One by one, they’d fire up, the heat of the fires causing the gas to expand and send them skyward in a slow aerobic ballet. Each balloon has one or two pilots and by my count about 20 handlers. Many are volunteers who come for the sheer joy of holding a guide rope in the freezing cold so the balloon stays in place until it is time to let go. Many get team jackets to wear. All are smiling. Now I understand what it is to be in a job whose only purpose is to make people happy.

At this point, you are probably imagining a sky full of colorful light-bulb shapes. But what is this that’s floating by? Pepe le Pew? A giant can of Pepsi? A United Van Lines truck? Two balloons, or I should say two bees, kissing? These are the special shapes balloons, wonderful variations that are generally bigger than the average balloon. Especially the Parthenon. No kidding. There really was a Parthenon balloon. And the space shuttle, a stagecoach, a huge chicken and a scarecrow (they usually flew together), the perfect clown head, and hundreds of other crowd-pleasers. There’s a competition every year, and this year it was won by the Creamland Dairy, whose entry was an enormous cow that dwarfed its competition and charmed the crowd. How they got that thing up every morning is still a mystery to me.

The biggest cheer, however, came when Darth Vader took off. The movies’ biggest villain always arose to a claxon of approval. “I am your father, Luke. And a balloon.”

Once you’d had your fill of fun, some two hours later, it would be time to venture down onto the field. We had VIP parking, high on a ridge above the field, so that our view of the skies was uninterrupted. But now it would be time to join the day-trippers for a stroll on the midway. Two facing rows of white tents housed vendor row, where people could get breakfast burritos, curly fries, mini donuts fresh out of the cooker, ice cream, chalupas, sopapillas, baked potatoes, free beer!, coffee, hot chocolate, funnel cakes, corn dogs and all the usual carny fare that is so bad for you and so impossible to resist.

Block of data
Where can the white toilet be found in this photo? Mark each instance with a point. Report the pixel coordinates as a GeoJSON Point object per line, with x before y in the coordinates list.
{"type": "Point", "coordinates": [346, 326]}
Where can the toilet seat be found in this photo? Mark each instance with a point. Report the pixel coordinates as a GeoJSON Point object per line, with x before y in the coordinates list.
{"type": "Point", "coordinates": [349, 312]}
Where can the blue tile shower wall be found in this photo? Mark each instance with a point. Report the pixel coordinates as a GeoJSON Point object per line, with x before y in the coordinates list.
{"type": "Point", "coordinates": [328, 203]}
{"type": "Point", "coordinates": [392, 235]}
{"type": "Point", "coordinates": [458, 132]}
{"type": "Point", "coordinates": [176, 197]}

## Given instruction 1
Repeat the balloon passage between "Once you’d had" and "impossible to resist.", inclusive, switching "midway" to "promenade".
## Given instruction 2
In the balloon passage, who won this year's special shapes competition?
Work only from the balloon passage.

## Full output 1
Once you’d had your fill of fun, some two hours later, it would be time to venture down onto the field. We had VIP parking, high on a ridge above the field, so that our view of the skies was uninterrupted. But now it would be time to join the day-trippers for a stroll on the promenade. Two facing rows of white tents housed vendor row, where people could get breakfast burritos, curly fries, mini donuts fresh out of the cooker, ice cream, chalupas, sopapillas, baked potatoes, free beer!, coffee, hot chocolate, funnel cakes, corn dogs and all the usual carny fare that is so bad for you and so impossible to resist.

## Full output 2
Creamland Dairy, with an enormous cow.